**WHAT THE EXERCISE ASKS**:
Print the records below exactly, and do not carry over any picture.

**RECORDS SUPPLIED**:
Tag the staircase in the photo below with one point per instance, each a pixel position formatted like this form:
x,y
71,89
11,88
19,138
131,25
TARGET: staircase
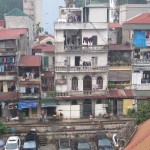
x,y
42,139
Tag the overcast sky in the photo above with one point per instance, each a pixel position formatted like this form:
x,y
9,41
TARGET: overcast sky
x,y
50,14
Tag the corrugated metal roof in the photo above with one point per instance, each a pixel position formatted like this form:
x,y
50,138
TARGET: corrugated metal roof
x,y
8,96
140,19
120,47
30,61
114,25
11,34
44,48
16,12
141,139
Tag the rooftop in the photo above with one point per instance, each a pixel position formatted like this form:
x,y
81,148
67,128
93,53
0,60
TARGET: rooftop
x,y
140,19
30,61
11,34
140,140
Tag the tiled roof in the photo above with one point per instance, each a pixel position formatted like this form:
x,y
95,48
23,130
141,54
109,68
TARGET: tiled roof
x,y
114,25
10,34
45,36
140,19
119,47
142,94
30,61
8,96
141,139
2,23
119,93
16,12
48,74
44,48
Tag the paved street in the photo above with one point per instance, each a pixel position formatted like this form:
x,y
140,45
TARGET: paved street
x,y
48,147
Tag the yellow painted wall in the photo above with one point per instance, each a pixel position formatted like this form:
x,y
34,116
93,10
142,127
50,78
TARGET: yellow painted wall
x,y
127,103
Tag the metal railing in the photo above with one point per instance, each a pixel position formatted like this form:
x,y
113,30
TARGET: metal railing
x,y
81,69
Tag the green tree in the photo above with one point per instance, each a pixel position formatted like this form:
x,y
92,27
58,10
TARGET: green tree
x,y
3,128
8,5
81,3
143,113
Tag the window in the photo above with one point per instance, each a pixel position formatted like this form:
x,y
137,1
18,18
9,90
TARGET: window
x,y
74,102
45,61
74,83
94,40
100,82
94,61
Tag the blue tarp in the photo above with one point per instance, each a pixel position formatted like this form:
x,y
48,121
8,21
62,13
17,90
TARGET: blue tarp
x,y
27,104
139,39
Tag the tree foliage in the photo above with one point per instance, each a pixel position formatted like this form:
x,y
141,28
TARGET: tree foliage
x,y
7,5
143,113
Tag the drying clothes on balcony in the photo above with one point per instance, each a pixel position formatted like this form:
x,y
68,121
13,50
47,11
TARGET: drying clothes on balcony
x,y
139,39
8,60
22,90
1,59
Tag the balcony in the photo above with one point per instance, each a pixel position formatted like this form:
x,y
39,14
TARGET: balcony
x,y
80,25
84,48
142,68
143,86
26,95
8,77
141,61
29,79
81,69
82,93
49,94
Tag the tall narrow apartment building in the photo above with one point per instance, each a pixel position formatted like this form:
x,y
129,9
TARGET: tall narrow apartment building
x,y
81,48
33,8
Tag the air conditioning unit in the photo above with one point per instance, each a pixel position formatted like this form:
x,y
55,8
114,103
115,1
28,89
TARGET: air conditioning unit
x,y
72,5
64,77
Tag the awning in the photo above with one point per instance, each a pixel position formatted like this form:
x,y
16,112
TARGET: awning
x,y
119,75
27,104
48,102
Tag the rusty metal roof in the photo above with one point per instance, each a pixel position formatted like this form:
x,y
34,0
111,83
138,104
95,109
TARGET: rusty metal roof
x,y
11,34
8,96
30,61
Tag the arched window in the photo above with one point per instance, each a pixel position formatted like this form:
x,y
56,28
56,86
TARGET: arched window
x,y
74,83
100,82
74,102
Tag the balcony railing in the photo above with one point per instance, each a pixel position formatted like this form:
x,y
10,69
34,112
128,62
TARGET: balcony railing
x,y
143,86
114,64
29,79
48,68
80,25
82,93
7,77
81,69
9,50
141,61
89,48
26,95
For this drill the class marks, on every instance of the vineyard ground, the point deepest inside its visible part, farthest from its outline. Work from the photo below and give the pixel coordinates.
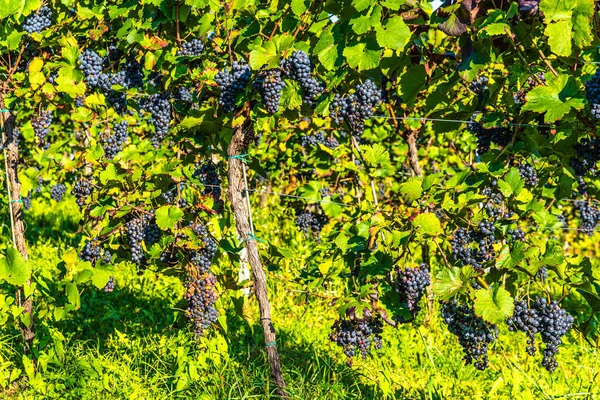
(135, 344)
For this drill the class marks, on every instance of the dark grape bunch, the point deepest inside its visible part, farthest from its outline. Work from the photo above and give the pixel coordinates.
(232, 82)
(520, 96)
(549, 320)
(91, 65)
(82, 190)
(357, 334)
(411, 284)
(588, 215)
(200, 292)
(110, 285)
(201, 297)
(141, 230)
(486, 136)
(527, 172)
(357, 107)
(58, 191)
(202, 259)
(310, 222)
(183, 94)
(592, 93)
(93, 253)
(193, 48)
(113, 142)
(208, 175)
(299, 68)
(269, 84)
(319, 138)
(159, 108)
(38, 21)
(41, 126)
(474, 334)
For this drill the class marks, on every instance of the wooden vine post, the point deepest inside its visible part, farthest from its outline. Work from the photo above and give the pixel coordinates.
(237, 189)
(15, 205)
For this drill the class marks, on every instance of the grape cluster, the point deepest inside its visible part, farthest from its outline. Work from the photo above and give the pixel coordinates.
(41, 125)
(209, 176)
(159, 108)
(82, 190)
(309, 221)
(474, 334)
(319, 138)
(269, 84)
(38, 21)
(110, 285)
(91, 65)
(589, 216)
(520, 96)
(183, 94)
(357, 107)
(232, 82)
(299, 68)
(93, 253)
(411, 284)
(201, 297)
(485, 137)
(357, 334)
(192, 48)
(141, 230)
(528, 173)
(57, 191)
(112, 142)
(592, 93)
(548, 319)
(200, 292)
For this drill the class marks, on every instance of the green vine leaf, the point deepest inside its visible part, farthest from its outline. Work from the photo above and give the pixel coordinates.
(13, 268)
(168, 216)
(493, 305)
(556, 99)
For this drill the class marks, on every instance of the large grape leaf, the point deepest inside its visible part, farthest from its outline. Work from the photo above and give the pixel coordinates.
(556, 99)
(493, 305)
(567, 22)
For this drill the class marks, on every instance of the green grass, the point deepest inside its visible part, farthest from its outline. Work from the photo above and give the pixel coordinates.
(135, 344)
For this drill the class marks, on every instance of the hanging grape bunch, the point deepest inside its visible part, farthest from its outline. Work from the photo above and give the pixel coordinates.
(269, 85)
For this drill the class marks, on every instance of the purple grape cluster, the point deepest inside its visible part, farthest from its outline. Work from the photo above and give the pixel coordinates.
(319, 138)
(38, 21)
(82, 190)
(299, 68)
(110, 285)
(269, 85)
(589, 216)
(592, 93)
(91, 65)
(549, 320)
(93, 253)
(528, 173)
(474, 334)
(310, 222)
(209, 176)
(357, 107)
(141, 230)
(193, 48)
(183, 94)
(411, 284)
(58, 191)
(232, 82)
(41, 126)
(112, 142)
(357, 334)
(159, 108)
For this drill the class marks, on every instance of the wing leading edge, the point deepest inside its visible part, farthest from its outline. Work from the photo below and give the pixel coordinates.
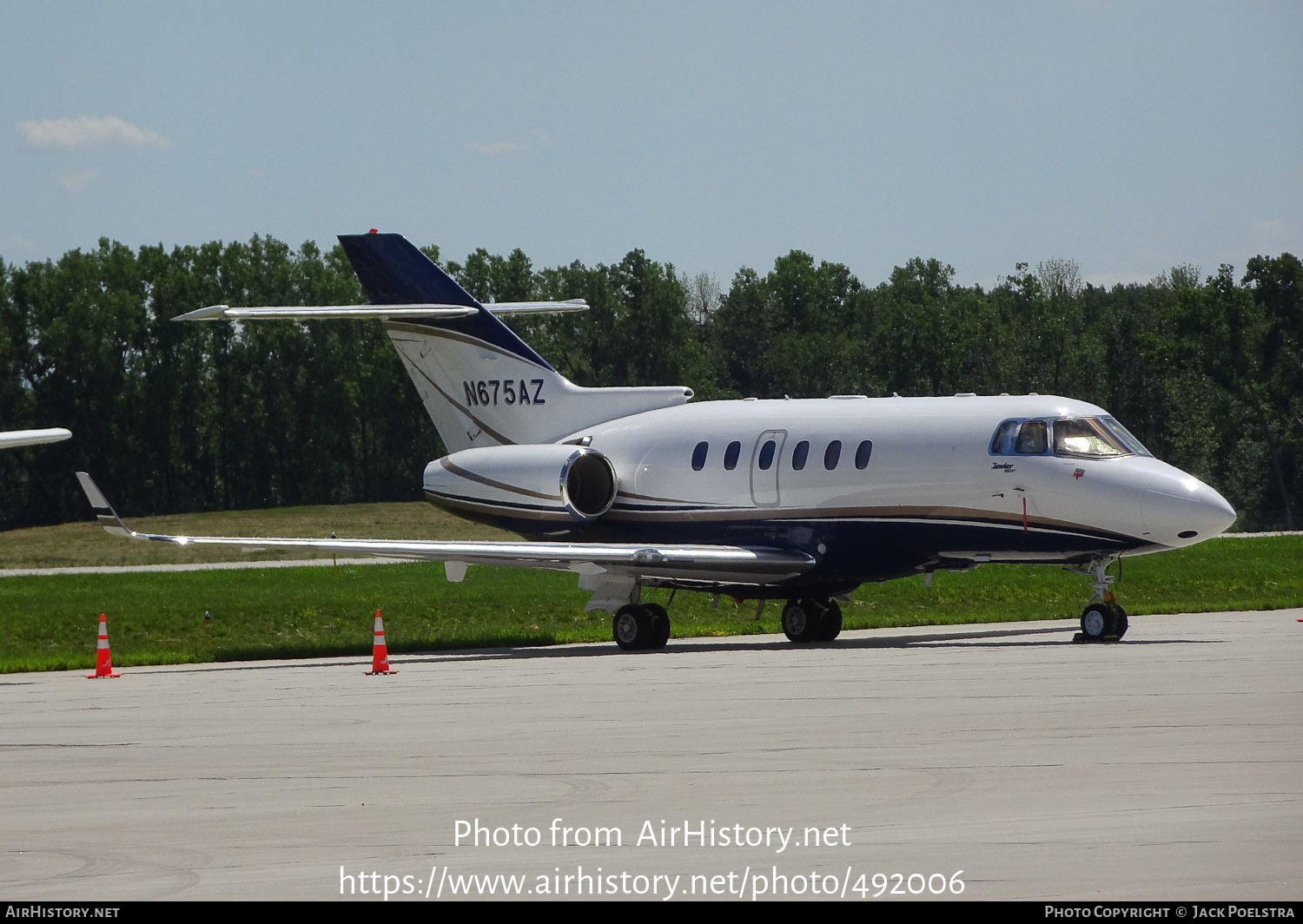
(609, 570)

**RESPONSE FOR THIS EXERCISE**:
Tag the staircase in the photo below with one point per instance, each a pixel position formatted like this form:
x,y
71,89
11,88
19,138
131,25
TARGET: staircase
x,y
42,139
Tag the overcast sky in the photo above with one point per instance, each a pixel position formatted like this form:
x,y
9,41
TARGET: overcast sky
x,y
50,14
Tag the corrugated metal roof in the photo above with one point per instance, each a pixel position formatted like this form:
x,y
50,138
TARGET: corrugated metal roof
x,y
8,96
140,19
120,47
30,61
114,25
11,34
44,48
16,12
141,139
Tag the rooftop in the photo above with one point per instance, each a pixel position formatted like this form:
x,y
81,148
67,128
93,53
0,60
TARGET: rooftop
x,y
140,19
30,61
11,34
140,140
Tag the tiled roof in the photo above with one point per instance, each a pixel position formatted like this form:
x,y
95,48
23,130
141,54
109,68
TARGET: tiled roof
x,y
114,25
10,34
45,36
140,19
119,47
142,94
30,61
8,96
141,139
2,23
119,93
16,12
48,74
44,48
Tag the paved street in the photo above with one point per instance, each a pixel position formatted like this form:
x,y
140,45
TARGET: paved street
x,y
48,147
Tag the yellow painted wall in the photo above with one point per instance, each a pixel position formatted like this form:
x,y
34,116
93,10
142,127
50,78
TARGET: yellow painted wall
x,y
127,103
Tag the metal railing in the photo above with one point per instance, each a pixel position formatted like this form:
x,y
113,30
TARGET: metal railing
x,y
81,69
Tag the green tree in the photo above with one point per instance, each a pixel position formatted like this form:
x,y
92,27
58,10
TARGET: green tree
x,y
3,128
8,5
81,3
143,113
Tag the window in the photo above with one point per instance, each a pixel position formatted like this form:
x,y
137,1
18,18
9,90
TARGET: window
x,y
74,102
45,61
74,83
94,40
100,82
94,61
Tag the blue tarp in the photo above with one point per instance, each a pixel position formatted like this form:
x,y
48,121
8,21
62,13
17,90
TARGET: blue tarp
x,y
27,104
139,39
Tag the tree foliage in the photo above with one point per instance, each a pixel position formatted like this form:
x,y
141,28
TARGET: tree foliage
x,y
7,5
143,113
Tag the drying clothes on balcony in the photo above with one point per instance, each a pixel position formatted like this form:
x,y
68,121
13,50
47,11
TARGET: drying clothes on balcony
x,y
139,39
8,60
22,90
1,59
Tag the balcony in the photo above with one point per instance, each a pixel position formatted like this form:
x,y
39,14
TARGET: balcony
x,y
80,25
84,48
142,68
143,86
26,95
8,77
141,61
29,79
81,69
82,93
49,94
Tag the tall narrow apartment building in the photo above with one point per instance, each a pixel position formatted like this form:
x,y
129,9
TARGET: tall narrow apartment building
x,y
81,48
33,8
Tag the air conditioning unit in the photo above with one point per instance, each a pixel position formatted like this form:
x,y
55,8
114,103
115,1
28,89
TARGET: air conditioning unit
x,y
72,5
64,77
Tag the awning in the photo above with one point per instance, each a pixel position formatted like this form:
x,y
16,112
TARGET: awning
x,y
119,75
27,104
48,102
Tag the rusty metal roof in the photo above with one point per instance, each a pixel position formatted like this form:
x,y
34,0
111,83
138,104
95,109
TARGET: rusty metal roof
x,y
11,34
8,96
30,61
Tag the arched window in the photo above with one point per instance, each a pixel position formatted like this form:
x,y
56,28
56,86
TARGET: arched window
x,y
74,83
100,82
74,102
Tag the balcony railing in the photo above with one point per instance, each a pixel position formatted like this form:
x,y
10,69
34,112
128,62
TARGET: balcony railing
x,y
143,86
114,64
29,79
48,68
80,25
82,93
7,77
81,69
9,50
141,61
89,48
26,95
For this drill the class marks, on every instance of the vineyard ground, the point deepest inside its visible part, farthest from its outline. Work from the photo below and give the pixel coordinates.
(135, 344)
For this drill the class marks, on every instance of the dark grape bunch, the point deepest inside its visible part, farthest from its outline. Work from the photo above and give the pixel coordinates.
(232, 82)
(520, 96)
(549, 320)
(91, 65)
(82, 190)
(357, 334)
(411, 284)
(588, 215)
(200, 292)
(110, 285)
(201, 297)
(141, 230)
(486, 136)
(527, 172)
(357, 107)
(58, 191)
(202, 259)
(310, 222)
(183, 94)
(592, 93)
(93, 253)
(193, 48)
(113, 142)
(208, 175)
(299, 68)
(269, 84)
(319, 138)
(159, 108)
(38, 21)
(41, 126)
(474, 334)
For this drill the class marks, on every instance of the wooden vine post, the point deepest inside its visible part, farthest from its outline. Work from the photo above and give the pixel coordinates.
(237, 189)
(15, 205)
For this drill the class marks, on every instance of the grape cluster, the point deepest inside its visible part, farthest from its outline. Work from the photo above and give the pixel coordinates.
(41, 125)
(209, 176)
(159, 108)
(82, 190)
(309, 221)
(474, 334)
(319, 138)
(269, 84)
(38, 21)
(110, 285)
(91, 65)
(589, 216)
(520, 96)
(183, 94)
(357, 107)
(232, 82)
(299, 68)
(93, 253)
(411, 284)
(201, 297)
(485, 137)
(357, 334)
(192, 48)
(141, 230)
(528, 173)
(57, 191)
(112, 142)
(592, 93)
(548, 319)
(200, 292)
For this drill the class marks, on every instance of the green vine leaf, the point deepest inside its visible part, farthest from its outline. Work from the photo above and give the pixel coordinates.
(13, 268)
(168, 216)
(493, 305)
(556, 99)
For this drill the class marks, on every instance of the large grape leaf, the point deepest inside its visible part, farthest from its outline. Work from the photo above and give the pixel coordinates.
(556, 99)
(493, 305)
(567, 22)
For this drill the class marks, on every instance of the green grass, the point deepest inside its visible part, farthest from its outline. Work from the photo above and give the pixel coordinates.
(135, 344)
For this drill the class marks, on every instance of the hanging grape bunch, the point deepest inside its visible part, farthest from its outline. Work from the photo above and give the pixel coordinates.
(269, 85)
For this drill the class marks, on every instance of the purple grape cluster, the point deepest inside its visible part, farthest from its outline. Work from the photo above and give the pixel coordinates.
(319, 138)
(38, 21)
(82, 190)
(299, 68)
(110, 285)
(269, 85)
(589, 216)
(592, 93)
(91, 65)
(549, 320)
(93, 253)
(528, 173)
(474, 334)
(310, 222)
(209, 176)
(357, 107)
(141, 230)
(193, 48)
(183, 94)
(411, 284)
(58, 191)
(232, 82)
(41, 126)
(112, 142)
(357, 334)
(159, 108)
For this drill the class marks, on every instance of the wing leading edge, the point deepest inside its visible part, farthest from its outline. Work from the photo below and give the pixel coordinates.
(609, 570)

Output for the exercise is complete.